## Estratto fornito
###
Unione Europea: Trump pone fine all’austerity?
La vittoria di Trump negli Stati Uniti è stato il maggior campanello d’allarme per l’Europa dell’austerity. “The Donald” ha promesso investimenti importanti, il che ha provocato un effetto collaterale (positivo) sui mercati. La politica di deficit spending che propone il prossimo presidente repubblicano, fa da volano al cambio della politica fiscale europea. Non solo. Le recenti elezioni in Moldavia e Bulgaria dimostrano come l’Unione Europea viva una crisi di legittimità. Stretta nella morsa del cambio di rotta deglli States, e dalla pressione della Russia, l’Unione compie il primo passo verso la fine della politica di austerity.
Unione Europea: l’austerity ha logorato la legittimità delle istituzioni comunitarie
L’Unione, attraverso uno dei suoi massimi rappresentanti, Jean-Claude Juncker, apre alla fine della politica di austerità. Dopo il periodo di rigida austerità che va dal 2010 al 2013, gli ultimi anni sono stati caratterizzati dal regime di flessibilità. Una flessibilità che, tuttavia, non permetteva di incrementare considerevolmente gli investimenti strutturali. In ambo i casi – quindi dal 2010 in poi – il contenimento del deficit è stato un obiettivo prioritario.
Le politiche di austerity hanno logorato il consenso popolare sull’Unione Europea e aperto il passo ai populismi reazionari, oltre che ai riformismi delle nuove sinistre. L’Unione esce sconfitta (tanto direttamente come indirettamente) da una settimana di elezioni decisive. Stati Uniti, Bulgaria, Moldavia. I partiti reazionari e i riformatori critici vedono salire le loro quotazioni per via del cambio del clima politico. L’ascesa al governo di uno qualsiasi di questi partiti può far saltare il banco. Juncker prova a correre immediatamente ai ripari.
###
[Dati di localizzazione con un punto per istanza]
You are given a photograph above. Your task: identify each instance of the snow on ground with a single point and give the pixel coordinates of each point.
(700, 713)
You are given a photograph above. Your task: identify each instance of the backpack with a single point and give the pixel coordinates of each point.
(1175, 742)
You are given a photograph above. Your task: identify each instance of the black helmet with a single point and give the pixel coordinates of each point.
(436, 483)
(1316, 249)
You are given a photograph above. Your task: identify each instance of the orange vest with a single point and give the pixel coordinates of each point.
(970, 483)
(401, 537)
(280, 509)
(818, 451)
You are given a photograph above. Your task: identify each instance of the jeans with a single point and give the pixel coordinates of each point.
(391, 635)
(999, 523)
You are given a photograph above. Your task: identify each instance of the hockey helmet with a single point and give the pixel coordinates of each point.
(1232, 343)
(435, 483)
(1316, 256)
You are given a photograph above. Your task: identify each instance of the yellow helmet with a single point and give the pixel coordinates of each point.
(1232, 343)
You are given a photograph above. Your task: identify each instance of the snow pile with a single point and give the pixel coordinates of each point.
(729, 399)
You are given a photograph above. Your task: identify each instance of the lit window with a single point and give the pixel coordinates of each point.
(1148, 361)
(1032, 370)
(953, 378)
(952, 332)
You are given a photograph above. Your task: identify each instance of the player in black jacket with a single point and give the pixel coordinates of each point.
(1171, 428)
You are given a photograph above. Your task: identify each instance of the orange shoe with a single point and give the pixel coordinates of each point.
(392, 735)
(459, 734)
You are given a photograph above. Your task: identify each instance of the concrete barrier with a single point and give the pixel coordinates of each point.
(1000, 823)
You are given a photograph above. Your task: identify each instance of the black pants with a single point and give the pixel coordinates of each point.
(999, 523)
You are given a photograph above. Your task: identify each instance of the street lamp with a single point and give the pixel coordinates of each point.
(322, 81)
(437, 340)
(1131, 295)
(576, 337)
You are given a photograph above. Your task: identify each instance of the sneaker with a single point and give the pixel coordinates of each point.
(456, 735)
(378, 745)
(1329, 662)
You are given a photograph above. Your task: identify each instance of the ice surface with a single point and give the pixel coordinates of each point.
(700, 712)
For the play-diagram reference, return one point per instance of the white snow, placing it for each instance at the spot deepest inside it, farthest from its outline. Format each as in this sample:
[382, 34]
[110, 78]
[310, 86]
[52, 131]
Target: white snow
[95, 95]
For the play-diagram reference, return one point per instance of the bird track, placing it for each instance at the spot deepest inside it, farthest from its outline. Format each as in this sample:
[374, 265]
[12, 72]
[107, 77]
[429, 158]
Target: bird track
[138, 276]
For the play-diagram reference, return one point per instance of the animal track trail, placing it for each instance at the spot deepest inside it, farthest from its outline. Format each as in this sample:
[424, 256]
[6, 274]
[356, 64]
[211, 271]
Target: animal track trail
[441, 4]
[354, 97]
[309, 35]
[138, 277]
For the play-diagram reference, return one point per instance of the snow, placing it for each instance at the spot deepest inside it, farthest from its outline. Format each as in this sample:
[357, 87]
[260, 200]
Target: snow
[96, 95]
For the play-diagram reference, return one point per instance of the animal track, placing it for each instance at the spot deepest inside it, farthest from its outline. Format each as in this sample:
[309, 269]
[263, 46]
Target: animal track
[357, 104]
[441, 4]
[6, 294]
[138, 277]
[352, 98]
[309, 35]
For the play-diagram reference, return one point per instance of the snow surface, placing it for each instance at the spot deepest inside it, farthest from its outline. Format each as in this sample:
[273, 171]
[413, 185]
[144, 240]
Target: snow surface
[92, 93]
###
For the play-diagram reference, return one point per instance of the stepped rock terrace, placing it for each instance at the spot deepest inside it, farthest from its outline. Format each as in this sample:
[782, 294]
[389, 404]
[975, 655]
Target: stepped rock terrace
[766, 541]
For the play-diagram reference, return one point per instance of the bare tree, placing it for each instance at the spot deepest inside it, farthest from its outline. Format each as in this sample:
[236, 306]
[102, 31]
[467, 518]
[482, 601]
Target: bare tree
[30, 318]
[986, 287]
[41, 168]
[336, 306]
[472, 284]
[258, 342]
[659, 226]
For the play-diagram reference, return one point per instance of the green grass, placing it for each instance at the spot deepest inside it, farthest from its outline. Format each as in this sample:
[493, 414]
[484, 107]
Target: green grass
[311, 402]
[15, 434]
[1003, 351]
###
## Esercizi da svolgere
1. Secondo l'estratto, in quali anni c'è stato il periodo di rigida austerità?
2. Per favore, trascrivi dall'estratto il passo che inizia con "La vittoria di" e prosegue fino a "politica di austerity.".

## Risultati dell'esercizio
1. Dal 2010 al 2013.

2.
La vittoria di Trump negli Stati Uniti è stato il maggior campanello d’allarme per l’Europa dell’austerity. “The Donald” ha promesso investimenti importanti, il che ha provocato un effetto collaterale (positivo) sui mercati. La politica di deficit spending che propone il prossimo presidente repubblicano, fa da volano al cambio della politica fiscale europea. Non solo. Le recenti elezioni in Moldavia e Bulgaria dimostrano come l’Unione Europea viva una crisi di legittimità. Stretta nella morsa del cambio di rotta deglli States, e dalla pressione della Russia, l’Unione compie il primo passo verso la fine della politica di austerity.